Exploring Azure SQL Ledger Tables

“Trust, but verify.”
– Ronald Reagan

Can I trust you?

Many organizations rely on database management tools to store data and handle processes. Customers, clients, and various stakeholders trust organizations with their data. They believe those organizations will not defraud them for the accuracy of the data. There are many good reasons to trust some organizations, ranging from reputation to laws. However, sometimes even the best go astray or become victims of hackers or others with malicious intent.

The Bitcoin cryptocurrency deals with trust issues in the realm of currency. Underlying Bitcoin is the blockchain technology. In a public database, everyone can trust and believe without the need to trust or believe anyone else who is using the system.

To bring this level of trust to databases, Azure SQL is introducing Ledger tables. These tables have the ability to verify transaction records. They use an external ledger such as a blockchain infrastructure.

In this blog post, I will go through an example of these new tables and explain how the system works.

Sections

What Is a Ledger Table

Ledger tables are SQL tables backed up by external ledgers that ensure data integrity. Ledger tables come in two varieties: Ap pend-only Ledger Table and Updatable Ledger Table.

Append-only ledger tables only allow INSERT operations which help protect the data from later changes. An updatable ledger table allows inserts, updates, and deletes.

The database stores the entire history of all the ledger tables. Append-only tables, by their nature, store their own history. Updateable tables automatically create a history table that stores all the changes to the table.

Table history is also stored in the form of ‘digests’. These are JSON objects containing a hash of the state of the database at a given time. A sequence of these digests, also called blocks, forms the ledger blockchain.

A hash value is produced by a hash function or algorithm. These algorithms can take any amount of information and produce a fixed-length value, the hash value. A given algorithm will always produce the same hash value for the same input data. However, it is impossible to re-create the input data from the hash value. So the hash is a way of summarizing data without showing the data.

Because the history of the database is available, any block (or digest) can be re-created from the database and compared to those in the ledger. If the data is valid and tamper-free, the re-created digests will match the ledger, confirming the data is trustworthy.

Demo

I’m going to walk through the process of creating and working with an updatable ledger table. The goal is to provide a more detailed explanation of how these tables work. The process for an append-only table is similar and I will mention differences as they come up.

To create ledger tables, you first have to create a new database with the ledger enabled (See this guide). In my case, I choose the option to make all tables ledger tables.

While configuring a new database, you will be able to choose where to store your ledger. Generally available right now is Azure storage such as Data Lake Gen 2. For additional security, an append only Blob prevents anyone from tampering with the ledger.

Currently in preview is Azure Confidential Ledger. This ledger is a super secure storage location and is even safe from Microsoft employees. According to the documentation: “…no one is “above” the Ledger, not even Microsoft.”
☆ ☆ ☆ ☆ ☆ ☆ ☆
Condense the paragraph in the Azure SQL ledger tables text that begins "A hash value is produced" into a short bulleted list that keeps its main facts.

* **LISTED ENTRIES**:
☆ ☆ ☆ ☆ ☆ ☆ ☆
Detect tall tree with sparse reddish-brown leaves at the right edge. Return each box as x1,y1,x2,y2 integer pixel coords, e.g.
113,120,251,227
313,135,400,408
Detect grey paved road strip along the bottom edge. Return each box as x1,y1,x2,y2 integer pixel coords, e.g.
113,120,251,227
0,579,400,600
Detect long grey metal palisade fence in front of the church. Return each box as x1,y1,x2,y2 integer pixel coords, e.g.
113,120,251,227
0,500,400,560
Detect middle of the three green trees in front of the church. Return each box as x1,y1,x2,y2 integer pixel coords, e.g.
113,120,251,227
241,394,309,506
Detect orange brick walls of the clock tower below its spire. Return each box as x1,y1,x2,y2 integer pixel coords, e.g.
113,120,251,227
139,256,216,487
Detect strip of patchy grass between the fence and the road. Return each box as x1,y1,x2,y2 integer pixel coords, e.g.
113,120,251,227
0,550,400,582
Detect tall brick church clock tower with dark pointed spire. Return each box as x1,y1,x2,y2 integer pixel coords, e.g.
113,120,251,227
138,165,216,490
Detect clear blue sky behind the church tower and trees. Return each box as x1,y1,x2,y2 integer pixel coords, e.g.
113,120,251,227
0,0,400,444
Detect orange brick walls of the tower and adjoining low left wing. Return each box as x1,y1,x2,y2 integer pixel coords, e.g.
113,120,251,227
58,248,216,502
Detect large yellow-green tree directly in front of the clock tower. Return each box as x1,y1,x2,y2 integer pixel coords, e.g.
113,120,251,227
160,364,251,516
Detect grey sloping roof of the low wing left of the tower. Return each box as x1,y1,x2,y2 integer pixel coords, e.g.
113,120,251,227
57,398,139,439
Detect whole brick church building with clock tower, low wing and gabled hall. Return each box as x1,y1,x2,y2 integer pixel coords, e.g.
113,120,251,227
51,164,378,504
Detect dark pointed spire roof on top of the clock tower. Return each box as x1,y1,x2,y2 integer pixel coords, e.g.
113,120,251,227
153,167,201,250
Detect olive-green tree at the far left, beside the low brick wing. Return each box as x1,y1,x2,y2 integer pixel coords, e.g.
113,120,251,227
☆ ☆ ☆ ☆ ☆ ☆ ☆
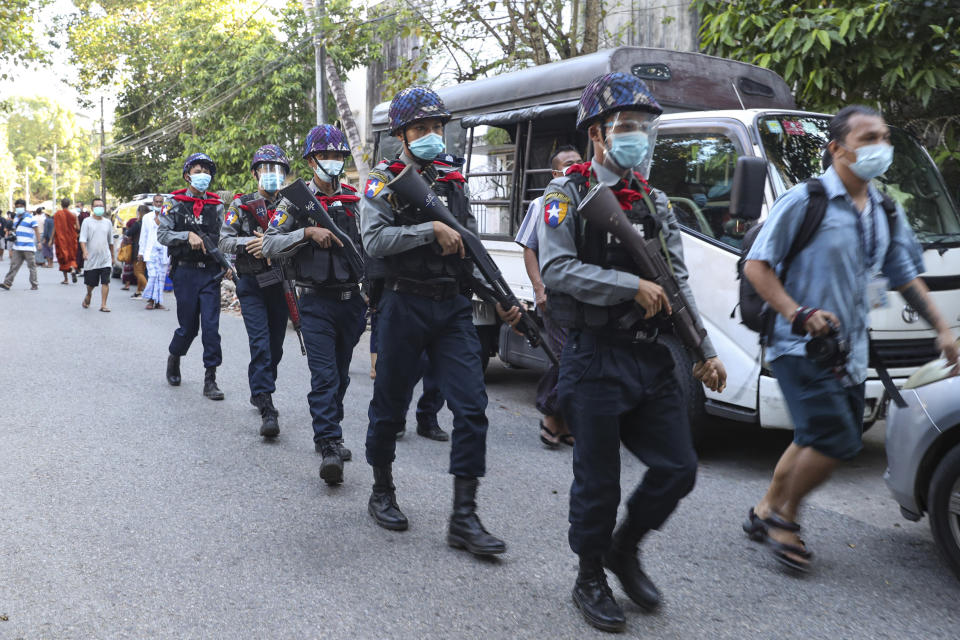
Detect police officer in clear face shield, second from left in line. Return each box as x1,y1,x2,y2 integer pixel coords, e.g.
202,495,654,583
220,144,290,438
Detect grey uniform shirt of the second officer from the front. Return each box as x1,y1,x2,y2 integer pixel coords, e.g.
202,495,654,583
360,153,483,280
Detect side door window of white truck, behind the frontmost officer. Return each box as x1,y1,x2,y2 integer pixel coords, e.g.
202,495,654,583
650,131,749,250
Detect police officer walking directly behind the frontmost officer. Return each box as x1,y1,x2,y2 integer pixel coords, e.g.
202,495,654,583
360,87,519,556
☆ ☆ ☆ ☆ ☆ ☆ ☆
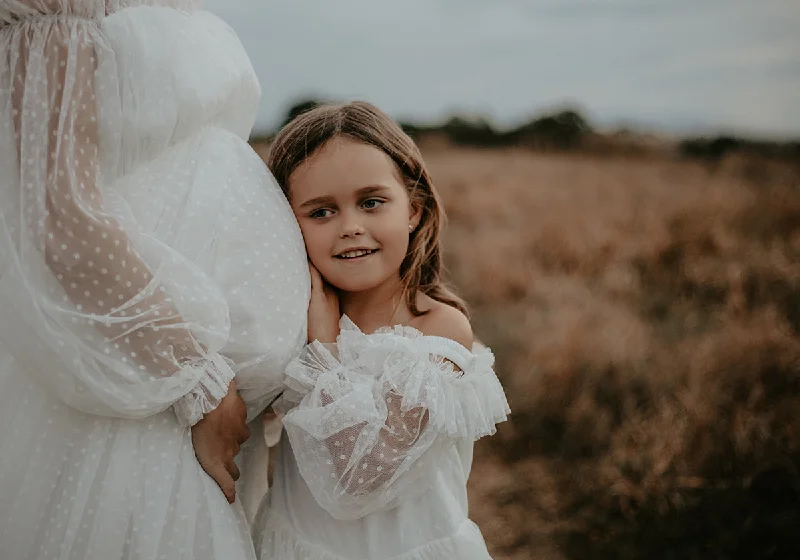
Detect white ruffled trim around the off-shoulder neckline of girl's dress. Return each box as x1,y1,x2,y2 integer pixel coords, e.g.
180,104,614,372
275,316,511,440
☆ ☆ ☆ ☆ ☆ ☆ ☆
* **YOUR SOLUTION**:
- A hash function or algorithm produces a hash value.
- It takes any amount of information and outputs a fixed-length value.
- The same input data always yields the same hash value under a given algorithm.
- The input data cannot be re-created from the hash value.
- A hash therefore summarizes data without showing it.